### What you have to do
Repeat only the stretch of lines below that runs from the line with "point(549, 364)" through the line with "point(276, 379)", unaltered.

══ Data supplied

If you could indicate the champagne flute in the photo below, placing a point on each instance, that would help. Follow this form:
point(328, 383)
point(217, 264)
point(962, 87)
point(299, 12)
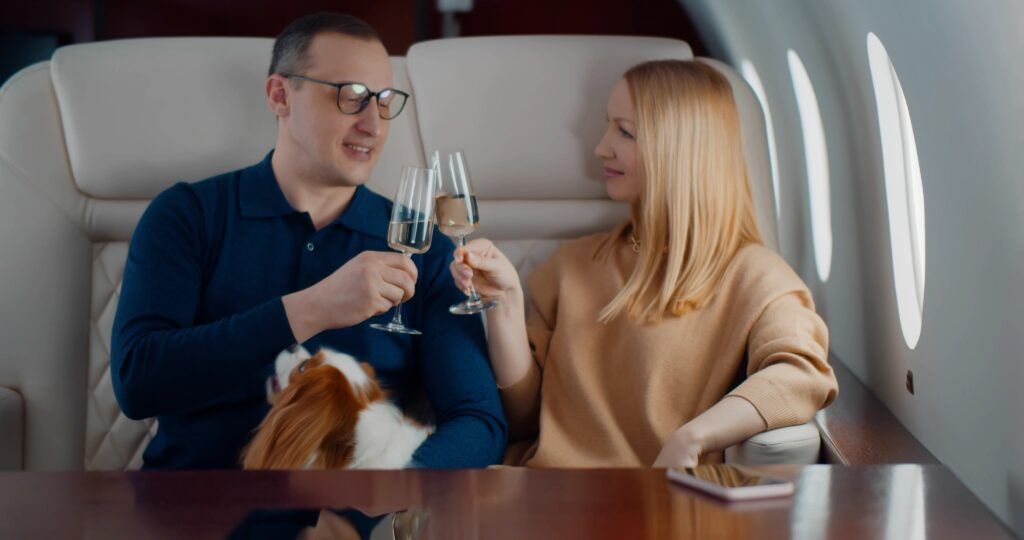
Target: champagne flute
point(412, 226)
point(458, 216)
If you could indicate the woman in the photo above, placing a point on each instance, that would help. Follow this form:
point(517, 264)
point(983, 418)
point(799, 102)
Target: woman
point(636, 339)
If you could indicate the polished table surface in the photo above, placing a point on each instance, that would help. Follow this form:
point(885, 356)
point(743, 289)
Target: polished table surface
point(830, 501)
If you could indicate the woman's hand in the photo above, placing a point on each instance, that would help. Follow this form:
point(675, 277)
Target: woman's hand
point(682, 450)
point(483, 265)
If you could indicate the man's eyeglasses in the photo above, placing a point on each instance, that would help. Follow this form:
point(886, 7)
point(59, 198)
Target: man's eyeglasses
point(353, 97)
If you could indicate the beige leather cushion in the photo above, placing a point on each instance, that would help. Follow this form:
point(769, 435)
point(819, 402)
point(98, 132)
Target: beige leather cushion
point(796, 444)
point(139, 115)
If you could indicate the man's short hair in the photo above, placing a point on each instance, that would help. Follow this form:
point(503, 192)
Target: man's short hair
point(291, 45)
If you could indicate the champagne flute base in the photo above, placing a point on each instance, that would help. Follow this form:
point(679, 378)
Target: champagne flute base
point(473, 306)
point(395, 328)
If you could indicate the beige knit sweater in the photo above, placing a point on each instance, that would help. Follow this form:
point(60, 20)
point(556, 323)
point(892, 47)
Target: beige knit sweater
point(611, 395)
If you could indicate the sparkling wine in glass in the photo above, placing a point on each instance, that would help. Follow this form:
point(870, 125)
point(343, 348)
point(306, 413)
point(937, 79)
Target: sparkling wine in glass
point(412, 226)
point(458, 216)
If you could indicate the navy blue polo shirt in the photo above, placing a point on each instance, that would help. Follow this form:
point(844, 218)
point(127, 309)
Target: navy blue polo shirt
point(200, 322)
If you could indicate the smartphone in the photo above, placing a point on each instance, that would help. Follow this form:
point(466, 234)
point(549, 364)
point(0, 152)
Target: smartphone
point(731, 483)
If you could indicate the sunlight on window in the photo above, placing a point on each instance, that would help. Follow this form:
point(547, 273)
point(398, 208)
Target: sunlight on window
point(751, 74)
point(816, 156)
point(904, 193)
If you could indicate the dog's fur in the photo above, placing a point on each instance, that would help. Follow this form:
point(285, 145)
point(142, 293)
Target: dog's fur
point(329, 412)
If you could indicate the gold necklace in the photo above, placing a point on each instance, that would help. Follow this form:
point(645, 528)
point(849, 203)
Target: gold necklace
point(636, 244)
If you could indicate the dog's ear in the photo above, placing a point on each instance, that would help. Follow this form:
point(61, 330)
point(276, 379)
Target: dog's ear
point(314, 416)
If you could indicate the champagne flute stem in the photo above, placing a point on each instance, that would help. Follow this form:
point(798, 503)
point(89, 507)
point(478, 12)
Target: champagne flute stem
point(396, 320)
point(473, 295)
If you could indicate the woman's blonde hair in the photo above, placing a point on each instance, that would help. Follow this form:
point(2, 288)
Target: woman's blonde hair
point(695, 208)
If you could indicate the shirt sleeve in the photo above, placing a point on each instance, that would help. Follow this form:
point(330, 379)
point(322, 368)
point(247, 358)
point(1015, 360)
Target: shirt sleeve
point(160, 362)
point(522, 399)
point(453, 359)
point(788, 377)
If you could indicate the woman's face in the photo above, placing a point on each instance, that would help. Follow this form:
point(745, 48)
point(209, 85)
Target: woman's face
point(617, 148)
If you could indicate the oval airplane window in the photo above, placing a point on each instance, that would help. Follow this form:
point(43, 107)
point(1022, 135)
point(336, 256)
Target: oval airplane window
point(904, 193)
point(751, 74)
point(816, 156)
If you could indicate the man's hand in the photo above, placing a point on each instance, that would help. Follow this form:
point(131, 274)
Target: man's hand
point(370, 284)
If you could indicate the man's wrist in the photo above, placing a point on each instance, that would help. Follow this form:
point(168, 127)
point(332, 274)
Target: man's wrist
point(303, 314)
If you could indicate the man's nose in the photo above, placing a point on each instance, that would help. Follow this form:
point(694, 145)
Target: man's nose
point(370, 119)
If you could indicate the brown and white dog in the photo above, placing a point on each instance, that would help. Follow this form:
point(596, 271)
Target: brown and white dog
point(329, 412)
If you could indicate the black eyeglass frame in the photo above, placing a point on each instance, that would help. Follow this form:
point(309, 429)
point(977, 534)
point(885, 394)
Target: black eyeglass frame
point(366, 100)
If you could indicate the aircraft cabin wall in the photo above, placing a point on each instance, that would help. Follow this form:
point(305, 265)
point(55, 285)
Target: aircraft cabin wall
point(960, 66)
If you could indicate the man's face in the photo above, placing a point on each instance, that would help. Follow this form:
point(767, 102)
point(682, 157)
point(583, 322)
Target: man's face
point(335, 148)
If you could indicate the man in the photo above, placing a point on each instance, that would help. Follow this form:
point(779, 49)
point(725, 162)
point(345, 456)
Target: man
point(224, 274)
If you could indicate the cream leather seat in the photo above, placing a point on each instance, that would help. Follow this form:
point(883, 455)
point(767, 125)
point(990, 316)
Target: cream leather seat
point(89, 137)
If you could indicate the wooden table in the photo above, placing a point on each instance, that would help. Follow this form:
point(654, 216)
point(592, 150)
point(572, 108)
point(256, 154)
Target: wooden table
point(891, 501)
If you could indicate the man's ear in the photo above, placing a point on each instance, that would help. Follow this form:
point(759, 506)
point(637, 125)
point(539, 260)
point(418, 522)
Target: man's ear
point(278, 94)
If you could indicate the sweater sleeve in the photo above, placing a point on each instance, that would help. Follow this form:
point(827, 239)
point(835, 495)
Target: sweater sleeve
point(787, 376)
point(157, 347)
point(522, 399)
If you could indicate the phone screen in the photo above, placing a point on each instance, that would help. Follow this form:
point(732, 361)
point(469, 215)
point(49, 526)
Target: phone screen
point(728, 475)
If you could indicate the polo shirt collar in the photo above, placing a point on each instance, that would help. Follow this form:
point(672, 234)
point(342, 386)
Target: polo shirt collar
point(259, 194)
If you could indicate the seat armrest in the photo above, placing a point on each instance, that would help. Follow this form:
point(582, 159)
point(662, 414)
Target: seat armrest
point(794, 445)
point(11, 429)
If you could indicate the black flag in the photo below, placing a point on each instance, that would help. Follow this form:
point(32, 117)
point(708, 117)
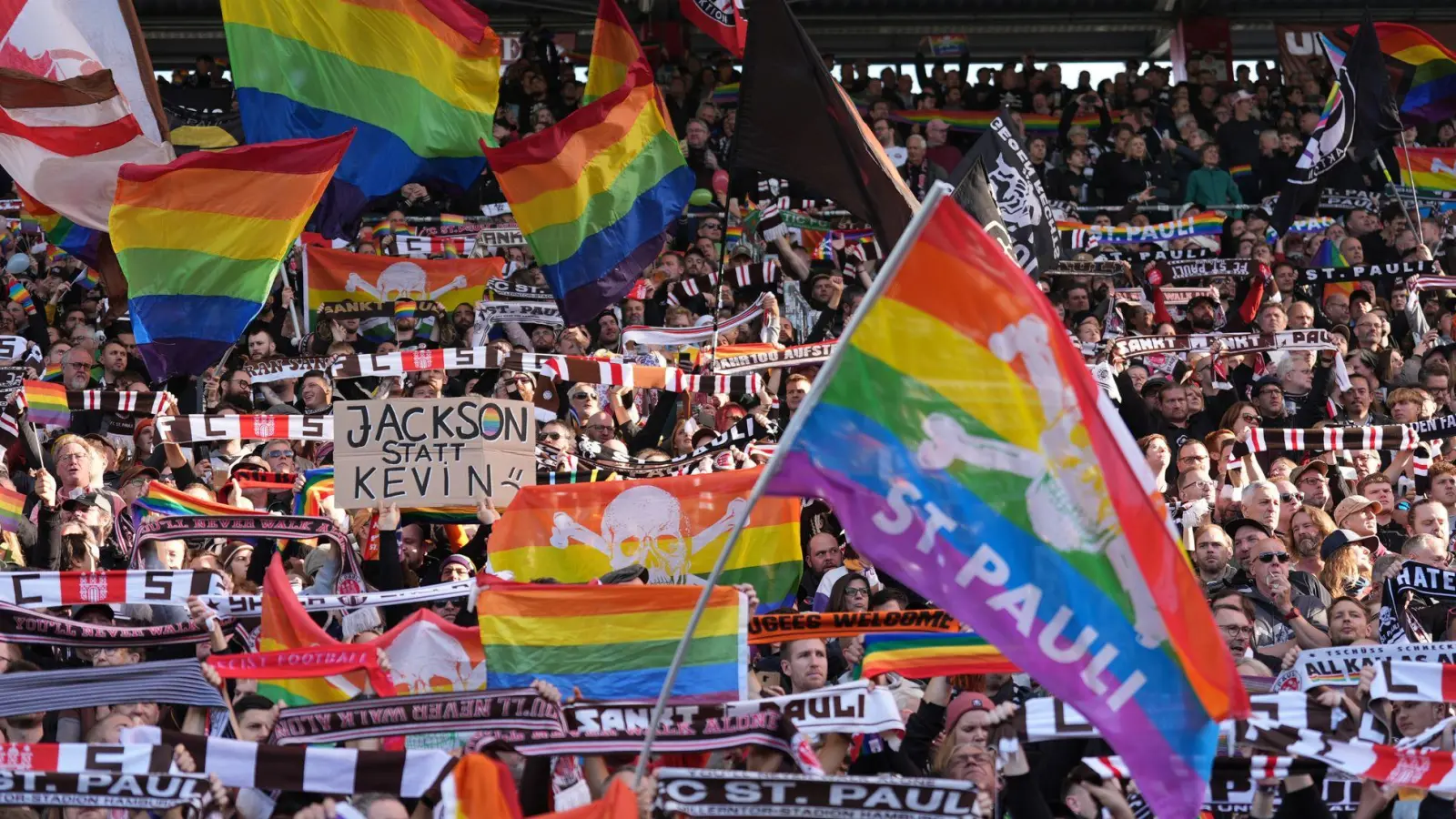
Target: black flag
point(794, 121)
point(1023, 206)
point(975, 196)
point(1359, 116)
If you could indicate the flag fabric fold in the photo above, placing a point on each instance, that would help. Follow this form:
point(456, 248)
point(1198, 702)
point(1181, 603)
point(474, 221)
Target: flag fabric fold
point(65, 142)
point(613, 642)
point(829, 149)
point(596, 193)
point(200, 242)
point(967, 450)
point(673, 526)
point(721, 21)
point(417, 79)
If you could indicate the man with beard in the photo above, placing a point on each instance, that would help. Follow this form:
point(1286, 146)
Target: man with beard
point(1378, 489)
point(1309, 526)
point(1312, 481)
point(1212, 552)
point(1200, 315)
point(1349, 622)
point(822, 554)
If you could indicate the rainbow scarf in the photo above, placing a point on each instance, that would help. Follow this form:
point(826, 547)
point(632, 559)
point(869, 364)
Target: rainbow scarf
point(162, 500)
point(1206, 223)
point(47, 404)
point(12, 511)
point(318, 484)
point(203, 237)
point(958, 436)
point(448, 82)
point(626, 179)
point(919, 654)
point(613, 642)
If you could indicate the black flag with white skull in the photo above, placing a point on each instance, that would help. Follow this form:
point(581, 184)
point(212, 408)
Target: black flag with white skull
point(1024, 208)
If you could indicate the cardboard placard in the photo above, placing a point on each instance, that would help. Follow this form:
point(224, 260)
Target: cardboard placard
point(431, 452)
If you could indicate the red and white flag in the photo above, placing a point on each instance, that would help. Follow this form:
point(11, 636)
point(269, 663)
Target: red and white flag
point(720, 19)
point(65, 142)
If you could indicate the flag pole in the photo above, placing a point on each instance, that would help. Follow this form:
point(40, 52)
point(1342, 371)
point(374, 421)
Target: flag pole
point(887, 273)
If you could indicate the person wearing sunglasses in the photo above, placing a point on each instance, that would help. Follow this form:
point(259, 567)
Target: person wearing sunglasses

════

### Output below
point(549, 364)
point(0, 152)
Target: smartphone
point(731, 483)
If you could indicate the sunlight on window in the photo above, placing a point on each instance, that would help. Follow this form:
point(547, 273)
point(398, 208)
Target: sunlight on window
point(751, 74)
point(816, 156)
point(904, 193)
If you could indicate the dog's fur in the photo above, placing a point on each instance, that would help. Follow this form:
point(285, 145)
point(142, 293)
Target: dog's fur
point(329, 412)
If you could indicate the gold necklace in the photo above, placing a point on each instance, that would help. Follow this form:
point(645, 528)
point(849, 203)
Target: gold necklace
point(636, 244)
If you could indicate the dog's ear in the photo above, placing a point on each instance, that would help. Follow this form:
point(61, 330)
point(276, 379)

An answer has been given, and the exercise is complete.